*STATED EXERCISE A*. In the rows, starting with the line with "Instruction set for this micro-task: find woman face" and going on through the line with "[49,314,588,400]", swap "motorcycle" for "scooter". Return only those lines, with everything else unchanged.
── GIVEN PASSAGE
Property and Equipment
Property and equipment are recorded at cost with depreciation and
amortization being recognized on the straight-line method over the estimated
useful lives of the assets (15 to 25 years for building and land improvements, 3
to 10 years for equipment, and the shorter of the estimated useful life or the
lease term for leasehold improvements). The Company reviews each restaurant for
impairment on a restaurant-by-restaurant basis when events or circumstances
indicate it might be impaired. The Company tests for impairment by comparing
the carrying value of the asset to the future cash flows expected to be
generated by the asset. If the total future cash flows are less than the
carrying amount of the asset, the carrying amount is written down to the
estimated fair value, and a loss is recognized in earnings. Because
depreciation and amortization expense is based upon useful lives of assets and
the net salvage value at the end of their lives, significant judgment is
required in estimating this expense. Additionally, the future cash flows
expected to be generated by an asset requires significant judgment regarding
future performance of the asset, fair market value if the asset were sold, and
other financial and economic assumptions. Accordingly, management believes that
accounting estimates related to property and equipment are critical.

Insurance Reserves
The Company self-insures a significant portion of expected losses under its
workers' compensation, general liability, and auto liability insurance programs.
The Company purchases reinsurance for individual and aggregate claims that
exceed predetermined limits. The Company records a liability for all unresolved
claims and its estimate of incurred but not reported ("IBNR") claims at the
anticipated cost to the Company. The liability estimate is based on information
received from insurance companies, combined with management's judgments
regarding frequency and severity of claims, claims development history and
settlement practices. Significant judgment is required to estimate IBNR claims
as parties have yet to assert a claim and therefore the degree to which injuries
have been incurred, and the related costs, have not yet been determined.
Additionally, estimates about future costs involve significant judgment
regarding legislation, case jurisdictions, and other matters. Accordingly,
management believes that estimates related to self-insurance reserves are
critical.
────
*STATED EXERCISE B*. List every insurance program that the accounting-estimates passage says the Company partly self-insures.
── INPUT ROWS
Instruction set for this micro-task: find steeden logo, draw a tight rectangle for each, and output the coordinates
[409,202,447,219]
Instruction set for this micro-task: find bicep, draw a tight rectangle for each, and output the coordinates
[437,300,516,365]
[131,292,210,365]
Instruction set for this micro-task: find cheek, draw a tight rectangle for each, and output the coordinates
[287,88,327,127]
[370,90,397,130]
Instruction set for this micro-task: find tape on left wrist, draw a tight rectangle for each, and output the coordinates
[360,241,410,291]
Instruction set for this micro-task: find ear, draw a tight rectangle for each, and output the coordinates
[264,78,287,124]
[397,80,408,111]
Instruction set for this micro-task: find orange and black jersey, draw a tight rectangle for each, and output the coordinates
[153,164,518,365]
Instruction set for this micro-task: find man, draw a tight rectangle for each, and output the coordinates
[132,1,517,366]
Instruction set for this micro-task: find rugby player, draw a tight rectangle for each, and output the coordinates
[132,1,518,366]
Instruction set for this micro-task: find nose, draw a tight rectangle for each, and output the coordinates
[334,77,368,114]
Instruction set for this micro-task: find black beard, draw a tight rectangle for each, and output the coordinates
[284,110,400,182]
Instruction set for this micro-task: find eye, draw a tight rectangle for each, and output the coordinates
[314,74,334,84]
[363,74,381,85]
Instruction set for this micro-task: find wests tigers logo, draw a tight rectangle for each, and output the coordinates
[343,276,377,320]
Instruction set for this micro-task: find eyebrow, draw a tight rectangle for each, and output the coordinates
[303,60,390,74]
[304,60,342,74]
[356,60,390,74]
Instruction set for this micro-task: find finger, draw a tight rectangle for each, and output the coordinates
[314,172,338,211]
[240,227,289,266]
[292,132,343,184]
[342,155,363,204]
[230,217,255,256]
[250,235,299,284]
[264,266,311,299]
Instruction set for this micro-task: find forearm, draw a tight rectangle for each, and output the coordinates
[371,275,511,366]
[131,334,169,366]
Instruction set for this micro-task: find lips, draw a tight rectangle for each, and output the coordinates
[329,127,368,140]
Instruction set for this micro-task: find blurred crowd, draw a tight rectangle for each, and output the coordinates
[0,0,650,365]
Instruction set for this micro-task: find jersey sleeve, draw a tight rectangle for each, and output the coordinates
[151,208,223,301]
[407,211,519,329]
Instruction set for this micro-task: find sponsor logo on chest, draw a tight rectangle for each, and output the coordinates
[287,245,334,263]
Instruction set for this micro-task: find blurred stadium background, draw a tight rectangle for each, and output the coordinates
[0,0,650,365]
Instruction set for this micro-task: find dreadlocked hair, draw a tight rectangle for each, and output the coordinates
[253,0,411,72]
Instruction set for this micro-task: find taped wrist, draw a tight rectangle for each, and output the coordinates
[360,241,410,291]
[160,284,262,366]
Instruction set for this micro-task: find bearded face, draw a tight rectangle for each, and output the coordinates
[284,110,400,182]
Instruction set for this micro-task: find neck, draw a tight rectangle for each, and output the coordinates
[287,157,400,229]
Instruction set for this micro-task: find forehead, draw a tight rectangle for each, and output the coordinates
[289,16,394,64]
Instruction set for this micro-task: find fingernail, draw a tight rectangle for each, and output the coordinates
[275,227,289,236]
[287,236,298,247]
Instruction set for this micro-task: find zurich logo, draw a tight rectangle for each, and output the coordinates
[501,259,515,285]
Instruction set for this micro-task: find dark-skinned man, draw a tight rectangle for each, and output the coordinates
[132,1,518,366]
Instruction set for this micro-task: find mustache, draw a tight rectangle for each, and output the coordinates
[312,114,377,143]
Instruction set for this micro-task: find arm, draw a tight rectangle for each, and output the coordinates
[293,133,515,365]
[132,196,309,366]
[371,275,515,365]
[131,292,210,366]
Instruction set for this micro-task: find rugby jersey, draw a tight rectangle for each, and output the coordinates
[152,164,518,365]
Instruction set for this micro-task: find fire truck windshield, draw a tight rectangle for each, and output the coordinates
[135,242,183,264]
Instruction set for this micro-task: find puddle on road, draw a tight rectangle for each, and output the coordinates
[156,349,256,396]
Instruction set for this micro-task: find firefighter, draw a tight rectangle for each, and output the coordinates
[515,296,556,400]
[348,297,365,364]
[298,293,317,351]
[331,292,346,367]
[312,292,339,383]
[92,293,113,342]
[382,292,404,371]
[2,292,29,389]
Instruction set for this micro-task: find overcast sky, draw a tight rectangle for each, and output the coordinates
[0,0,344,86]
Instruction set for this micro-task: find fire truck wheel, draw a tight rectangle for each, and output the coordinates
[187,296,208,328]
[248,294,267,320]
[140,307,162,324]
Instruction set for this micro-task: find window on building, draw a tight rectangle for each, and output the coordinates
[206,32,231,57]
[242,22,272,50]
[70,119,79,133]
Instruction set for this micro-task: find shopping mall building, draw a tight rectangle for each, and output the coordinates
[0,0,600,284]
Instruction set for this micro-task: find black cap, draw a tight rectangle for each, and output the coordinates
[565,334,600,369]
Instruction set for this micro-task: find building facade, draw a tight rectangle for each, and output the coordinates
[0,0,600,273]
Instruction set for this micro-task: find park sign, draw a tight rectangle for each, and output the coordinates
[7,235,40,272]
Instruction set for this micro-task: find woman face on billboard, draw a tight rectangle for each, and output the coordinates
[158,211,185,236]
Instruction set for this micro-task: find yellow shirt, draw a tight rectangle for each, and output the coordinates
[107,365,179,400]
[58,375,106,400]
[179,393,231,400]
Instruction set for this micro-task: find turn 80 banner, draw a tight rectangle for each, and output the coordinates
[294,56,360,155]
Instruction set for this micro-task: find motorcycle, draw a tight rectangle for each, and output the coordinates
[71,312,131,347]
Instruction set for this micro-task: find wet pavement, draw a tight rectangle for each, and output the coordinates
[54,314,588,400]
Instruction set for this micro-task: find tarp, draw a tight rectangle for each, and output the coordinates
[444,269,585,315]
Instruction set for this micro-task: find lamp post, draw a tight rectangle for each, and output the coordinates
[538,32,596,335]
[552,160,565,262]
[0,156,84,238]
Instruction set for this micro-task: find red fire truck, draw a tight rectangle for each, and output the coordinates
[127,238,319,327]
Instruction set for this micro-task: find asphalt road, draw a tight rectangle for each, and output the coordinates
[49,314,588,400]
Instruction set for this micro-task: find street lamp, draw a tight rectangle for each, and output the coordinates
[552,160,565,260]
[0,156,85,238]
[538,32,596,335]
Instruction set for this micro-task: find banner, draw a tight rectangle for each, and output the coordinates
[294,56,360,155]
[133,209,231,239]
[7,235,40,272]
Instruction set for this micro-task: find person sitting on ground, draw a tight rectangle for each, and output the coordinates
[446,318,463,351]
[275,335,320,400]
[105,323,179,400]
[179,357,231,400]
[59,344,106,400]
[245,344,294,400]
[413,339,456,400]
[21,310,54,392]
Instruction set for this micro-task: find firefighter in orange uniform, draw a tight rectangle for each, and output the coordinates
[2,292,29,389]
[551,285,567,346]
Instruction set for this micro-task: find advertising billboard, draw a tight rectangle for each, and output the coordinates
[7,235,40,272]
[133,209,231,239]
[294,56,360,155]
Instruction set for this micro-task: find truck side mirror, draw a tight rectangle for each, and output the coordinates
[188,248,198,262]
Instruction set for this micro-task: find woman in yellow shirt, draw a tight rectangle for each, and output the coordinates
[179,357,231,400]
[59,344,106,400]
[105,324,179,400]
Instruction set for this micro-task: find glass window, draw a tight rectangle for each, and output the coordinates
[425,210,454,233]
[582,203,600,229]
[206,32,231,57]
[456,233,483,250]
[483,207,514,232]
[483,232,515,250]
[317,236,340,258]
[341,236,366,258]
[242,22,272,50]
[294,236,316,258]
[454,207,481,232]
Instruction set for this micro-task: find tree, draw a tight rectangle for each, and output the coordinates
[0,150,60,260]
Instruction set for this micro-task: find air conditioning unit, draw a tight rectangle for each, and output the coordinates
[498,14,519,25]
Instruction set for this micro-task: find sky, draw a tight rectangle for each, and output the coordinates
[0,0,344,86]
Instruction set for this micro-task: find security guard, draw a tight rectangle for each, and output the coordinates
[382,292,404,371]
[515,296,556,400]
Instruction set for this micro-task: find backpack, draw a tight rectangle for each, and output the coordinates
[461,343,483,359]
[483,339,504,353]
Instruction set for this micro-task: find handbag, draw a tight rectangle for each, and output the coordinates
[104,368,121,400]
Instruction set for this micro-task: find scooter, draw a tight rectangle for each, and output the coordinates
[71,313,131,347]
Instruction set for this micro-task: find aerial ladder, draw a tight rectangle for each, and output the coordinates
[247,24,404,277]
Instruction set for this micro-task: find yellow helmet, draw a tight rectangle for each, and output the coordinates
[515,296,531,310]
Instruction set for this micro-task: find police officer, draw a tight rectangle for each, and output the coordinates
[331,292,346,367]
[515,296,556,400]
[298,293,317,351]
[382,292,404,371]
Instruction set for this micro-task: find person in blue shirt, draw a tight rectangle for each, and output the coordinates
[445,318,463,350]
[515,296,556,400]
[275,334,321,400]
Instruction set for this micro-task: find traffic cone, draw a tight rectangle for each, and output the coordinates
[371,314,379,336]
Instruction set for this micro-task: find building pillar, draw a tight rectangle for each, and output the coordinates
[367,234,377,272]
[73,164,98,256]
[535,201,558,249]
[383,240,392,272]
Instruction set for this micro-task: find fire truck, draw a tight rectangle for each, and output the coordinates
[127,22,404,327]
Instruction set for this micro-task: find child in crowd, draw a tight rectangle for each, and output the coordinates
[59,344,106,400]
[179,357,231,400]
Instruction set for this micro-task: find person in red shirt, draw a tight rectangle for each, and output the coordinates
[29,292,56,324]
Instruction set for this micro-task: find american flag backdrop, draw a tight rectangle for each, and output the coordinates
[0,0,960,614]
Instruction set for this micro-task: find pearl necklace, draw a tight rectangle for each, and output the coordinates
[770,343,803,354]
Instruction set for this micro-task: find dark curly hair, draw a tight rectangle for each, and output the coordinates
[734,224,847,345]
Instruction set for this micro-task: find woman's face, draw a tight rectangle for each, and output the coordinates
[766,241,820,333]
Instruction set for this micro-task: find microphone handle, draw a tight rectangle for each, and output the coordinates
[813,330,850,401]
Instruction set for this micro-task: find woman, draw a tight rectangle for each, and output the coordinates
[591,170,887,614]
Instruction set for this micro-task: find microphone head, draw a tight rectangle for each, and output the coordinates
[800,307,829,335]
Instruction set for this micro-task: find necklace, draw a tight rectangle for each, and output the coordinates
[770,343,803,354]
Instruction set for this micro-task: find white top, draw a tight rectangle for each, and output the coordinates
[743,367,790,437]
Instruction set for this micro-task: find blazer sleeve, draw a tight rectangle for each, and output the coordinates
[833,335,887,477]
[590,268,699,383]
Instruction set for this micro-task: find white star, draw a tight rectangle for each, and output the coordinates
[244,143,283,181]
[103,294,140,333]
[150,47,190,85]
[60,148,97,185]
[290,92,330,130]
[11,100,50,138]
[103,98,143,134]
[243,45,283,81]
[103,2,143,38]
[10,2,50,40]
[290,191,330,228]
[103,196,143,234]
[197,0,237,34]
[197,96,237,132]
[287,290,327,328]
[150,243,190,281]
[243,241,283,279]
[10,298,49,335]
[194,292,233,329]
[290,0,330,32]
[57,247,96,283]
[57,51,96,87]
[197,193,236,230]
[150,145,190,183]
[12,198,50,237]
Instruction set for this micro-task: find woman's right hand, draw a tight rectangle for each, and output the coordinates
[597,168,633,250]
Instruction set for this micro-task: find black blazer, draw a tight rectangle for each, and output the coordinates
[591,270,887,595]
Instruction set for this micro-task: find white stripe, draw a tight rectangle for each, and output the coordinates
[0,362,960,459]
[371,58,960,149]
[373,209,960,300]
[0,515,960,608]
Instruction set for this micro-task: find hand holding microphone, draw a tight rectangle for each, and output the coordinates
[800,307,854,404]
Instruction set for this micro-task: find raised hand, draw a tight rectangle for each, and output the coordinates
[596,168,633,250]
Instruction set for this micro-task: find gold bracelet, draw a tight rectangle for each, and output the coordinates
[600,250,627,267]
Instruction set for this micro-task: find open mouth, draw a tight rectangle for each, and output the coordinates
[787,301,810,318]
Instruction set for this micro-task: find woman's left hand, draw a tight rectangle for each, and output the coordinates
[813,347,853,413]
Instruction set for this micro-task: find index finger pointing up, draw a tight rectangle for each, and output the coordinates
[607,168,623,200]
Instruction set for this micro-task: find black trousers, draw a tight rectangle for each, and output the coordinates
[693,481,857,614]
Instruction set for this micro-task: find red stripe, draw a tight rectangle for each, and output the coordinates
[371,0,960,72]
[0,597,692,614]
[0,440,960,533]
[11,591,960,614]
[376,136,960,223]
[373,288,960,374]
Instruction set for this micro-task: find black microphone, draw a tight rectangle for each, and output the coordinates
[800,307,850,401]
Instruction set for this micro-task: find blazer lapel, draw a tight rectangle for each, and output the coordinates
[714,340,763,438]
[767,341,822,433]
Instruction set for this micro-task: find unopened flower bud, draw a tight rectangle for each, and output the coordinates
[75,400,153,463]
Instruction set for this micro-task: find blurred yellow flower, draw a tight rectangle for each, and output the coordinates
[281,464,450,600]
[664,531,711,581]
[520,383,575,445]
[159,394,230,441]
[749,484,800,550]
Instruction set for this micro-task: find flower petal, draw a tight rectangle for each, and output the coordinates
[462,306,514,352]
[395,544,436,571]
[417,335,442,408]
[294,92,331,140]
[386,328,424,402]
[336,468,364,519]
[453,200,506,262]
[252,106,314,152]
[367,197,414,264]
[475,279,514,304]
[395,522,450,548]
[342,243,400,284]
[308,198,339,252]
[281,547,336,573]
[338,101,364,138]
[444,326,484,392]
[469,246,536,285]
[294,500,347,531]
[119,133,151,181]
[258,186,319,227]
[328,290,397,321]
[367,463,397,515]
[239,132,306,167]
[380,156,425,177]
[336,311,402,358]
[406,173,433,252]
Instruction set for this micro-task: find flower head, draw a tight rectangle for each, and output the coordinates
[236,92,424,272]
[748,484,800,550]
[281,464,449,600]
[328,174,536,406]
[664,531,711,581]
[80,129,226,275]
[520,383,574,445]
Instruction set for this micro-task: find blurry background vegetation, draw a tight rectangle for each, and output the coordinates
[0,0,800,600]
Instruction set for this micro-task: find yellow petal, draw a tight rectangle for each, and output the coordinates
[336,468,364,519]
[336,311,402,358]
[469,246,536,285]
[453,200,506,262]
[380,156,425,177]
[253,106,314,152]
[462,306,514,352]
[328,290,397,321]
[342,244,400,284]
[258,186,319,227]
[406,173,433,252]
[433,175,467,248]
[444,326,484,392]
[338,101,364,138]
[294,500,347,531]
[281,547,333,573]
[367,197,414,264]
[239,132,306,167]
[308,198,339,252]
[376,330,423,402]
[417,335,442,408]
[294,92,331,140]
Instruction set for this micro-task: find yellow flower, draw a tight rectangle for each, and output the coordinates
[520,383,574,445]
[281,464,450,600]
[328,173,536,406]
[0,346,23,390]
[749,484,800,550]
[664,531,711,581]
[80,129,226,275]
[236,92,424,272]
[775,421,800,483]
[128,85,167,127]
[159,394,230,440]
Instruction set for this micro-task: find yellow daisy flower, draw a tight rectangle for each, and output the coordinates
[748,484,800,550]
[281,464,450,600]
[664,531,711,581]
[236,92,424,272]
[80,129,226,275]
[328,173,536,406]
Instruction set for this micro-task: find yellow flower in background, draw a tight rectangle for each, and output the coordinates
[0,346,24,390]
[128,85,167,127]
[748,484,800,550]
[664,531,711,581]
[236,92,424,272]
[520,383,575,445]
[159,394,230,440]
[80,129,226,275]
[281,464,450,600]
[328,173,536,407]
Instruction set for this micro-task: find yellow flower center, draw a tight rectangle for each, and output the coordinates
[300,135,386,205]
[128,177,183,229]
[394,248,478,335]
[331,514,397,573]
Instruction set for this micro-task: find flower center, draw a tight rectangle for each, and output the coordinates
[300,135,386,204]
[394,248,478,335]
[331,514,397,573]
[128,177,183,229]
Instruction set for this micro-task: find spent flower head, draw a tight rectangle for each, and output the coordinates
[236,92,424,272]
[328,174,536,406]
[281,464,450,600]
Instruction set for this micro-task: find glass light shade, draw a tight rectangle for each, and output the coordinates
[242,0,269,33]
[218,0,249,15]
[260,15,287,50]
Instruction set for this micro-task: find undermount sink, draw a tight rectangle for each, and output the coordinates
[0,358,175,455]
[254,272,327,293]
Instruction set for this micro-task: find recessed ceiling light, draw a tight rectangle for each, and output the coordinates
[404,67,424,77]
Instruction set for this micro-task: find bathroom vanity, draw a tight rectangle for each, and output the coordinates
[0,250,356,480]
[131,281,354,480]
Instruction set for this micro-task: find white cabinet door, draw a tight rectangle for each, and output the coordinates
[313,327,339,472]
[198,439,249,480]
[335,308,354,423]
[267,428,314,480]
────
*WRITTEN ANSWER A*.
Instruction set for this micro-task: find woman face on billboard, draw a tight rectangle for each, and output the coordinates
[158,211,185,236]
Instruction set for this micro-task: find yellow shirt, draw a tight rectangle for each, and output the coordinates
[107,365,179,400]
[58,375,106,400]
[179,393,231,400]
Instruction set for this micro-task: find turn 80 banner, draw a tight rectangle for each, and output the coordinates
[294,56,360,155]
Instruction set for this micro-task: find scooter, draw a tight rectangle for each, and output the coordinates
[71,312,131,347]
Instruction set for this micro-task: find wet pavement, draw a tight rectangle for each, and output the coordinates
[54,314,588,400]
Instruction set for this micro-task: find tarp, draw a tight rectangle for each, and output the coordinates
[444,269,585,315]
Instruction set for this micro-task: find lamp post, draw a tight rectangle for each, and output the coordinates
[538,32,596,335]
[552,160,565,262]
[0,156,84,238]
Instruction set for this micro-task: find red fire truck, draw a tight rectangle for each, and output the coordinates
[127,238,319,327]
Instruction set for this micro-task: find asphalt road, draw a tight rectangle for each, and output the coordinates
[49,314,588,400]

*WRITTEN ANSWER B*.
- workers' compensation
- general liability
- auto liability